- Extract -
Something old, something new and some things change – FinIA Update

After a long wait in the Committee on Economic Affairs and Taxation, the Council of States, the upper chamber of the Swiss parliament, approved in its 2016 winter session the bill for a Federal Act on Financial Institutions (FinIA) as well as amendments of other statutes, such as the Federal Act on Banks and Saving Banks of 8 November 1934 and the Federal Act on the Swiss Financial Market Supervisory Authority of 22 June 2007. This approval allows this bill to move forward to the National Council, the lower chamber of the Swiss parliament.

Overall, the bill on the FinIA and its schedules, as approved by the Council of States, remains close to the draft bill presented by the Federal Council (see CapLaw-2016-7). Most changes seek to clarify the project rather than challenge fundamentally the initial proposal. Two exceptions deserve, however, further attention: first, the Council of States refused to create a framework for a new supervisory authority solely responsible for supervising portfolio managers. Instead, it opted to draw a line between day-to-day supervision, which is due to be entrusted to a new supervisory authority, who in turn can rely on the work of audit firms or carry out their own reviews, and more supervisory actions such as licensing and enforcement action, which will remain with FINMA.

By Rashid Bahar (Reference: CapLaw-2017-06)

1) Dual Supervision of Asset Managers and Trustees

The most important change to the FinIA relates to the supervision of asset managers and trustees. Instead of entrusting the supervision of asset managers and trustees to newly created supervisory organizations, the bill approved by the Council of States proposes to share supervisory powers between FINMA and supervisory organizations.

- Direction 1 -
In the records, from the line with "Mark one point per instance of the dark" through the end of the records, swap "lower cabinet" for "base cabinet" and write those lines out again with everything else left as it is.

Items from a dataset
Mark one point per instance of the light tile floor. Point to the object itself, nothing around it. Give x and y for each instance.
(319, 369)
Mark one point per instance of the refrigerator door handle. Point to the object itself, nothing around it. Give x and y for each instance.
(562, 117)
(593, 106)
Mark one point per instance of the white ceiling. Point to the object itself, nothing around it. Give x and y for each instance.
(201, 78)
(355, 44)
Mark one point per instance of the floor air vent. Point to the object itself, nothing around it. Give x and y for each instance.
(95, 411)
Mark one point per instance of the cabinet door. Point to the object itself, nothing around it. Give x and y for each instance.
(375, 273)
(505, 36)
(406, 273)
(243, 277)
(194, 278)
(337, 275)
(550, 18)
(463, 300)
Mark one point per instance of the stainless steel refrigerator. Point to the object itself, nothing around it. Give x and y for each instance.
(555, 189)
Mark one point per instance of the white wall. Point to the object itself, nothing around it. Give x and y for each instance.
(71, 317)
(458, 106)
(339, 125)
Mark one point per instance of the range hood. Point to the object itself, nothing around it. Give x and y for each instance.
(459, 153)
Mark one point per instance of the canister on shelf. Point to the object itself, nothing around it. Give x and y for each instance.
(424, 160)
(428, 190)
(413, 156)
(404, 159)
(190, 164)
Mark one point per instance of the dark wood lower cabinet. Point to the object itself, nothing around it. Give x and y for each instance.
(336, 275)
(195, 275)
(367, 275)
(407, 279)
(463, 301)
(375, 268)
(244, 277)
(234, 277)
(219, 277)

- Direction 2 -
Continue the FinIA update from the point where it stops.

- Exercise answer 1 -
Mark one point per instance of the dark wood base cabinet. Point to the object itself, nothing around it. Give x and y for each instance.
(336, 275)
(195, 275)
(367, 275)
(407, 279)
(463, 301)
(375, 268)
(244, 277)
(234, 277)
(219, 277)

- Exercise answer 2 -
Under this model, FINMA will license and supervise asset managers and trustees (article 43b (1) draft FINMASA and article 57 (1) draft FinIA). However, asset managers and trustees will be required to join a supervisory organization which will be responsible for the day-to-day supervision (article 57 (1) and (1bis) draft FinIA). The supervisory organizations will be entitled to rely on audit firms to inspect asset managers and trustees following the dual-supervisory model applied by FINMA or carry out the inspection themselves, as some self-regulatory organizations already do in the realm of anti-money laundering regulations (article 58 (1) draft FinIA and article 43n (1) draft FINMASA). Furthermore, the supervisory organization will also be responsible to act as a self-regulatory organization under the Federal Act on Combating Money Laundering and Terrorist Financing of 10 October 1997 provided it was recognized as such (article 43a draft FINMASA).

Under normal circumstances, the supervisory organization will be responsible for the day-to-day supervision (article 43b (1) draft FINMASA), while FINMA will stay in the background. Asset managers and trustees will be required to respond to any request for information that the supervisory organization requires to carry out its statutory duties and to inform the supervisory organization of the occurrence of any event that is of material importance for the supervision (article 43p draft FINMASA).

The supervisory organization will not have formal administrative powers, however. This role will remain with FINMA, who will be in charge of licensing and taking formal enforcement action against asset managers and trustees. If, in the course of their supervision, a supervisory organization finds that an asset manager or a trustee breached its obligation, it will be required to set a deadline to the regulated entity to remedy the situation and if it fails to act within the deadline, it will be required to report the matter to FINMA (article 43b (1bis) draft FINMASA). FINMA will then take over the case and will be empowered to use the full palette of administrative measures available to it, including issuing a declaratory ruling (article 32 FINMASA), ordering remedial measures (article 31 FINMASA), prohibiting a person from exercising a controlling function within a supervised entity (article 33 FINMASA), naming and shaming (article 34 FINMASA), confiscating undue profits (article 35 FINMASA), appointing an investigating agent to clarify the facts or manage the institution (article 36 FINMASA) or even withdraw the license (article 37 FINMASA).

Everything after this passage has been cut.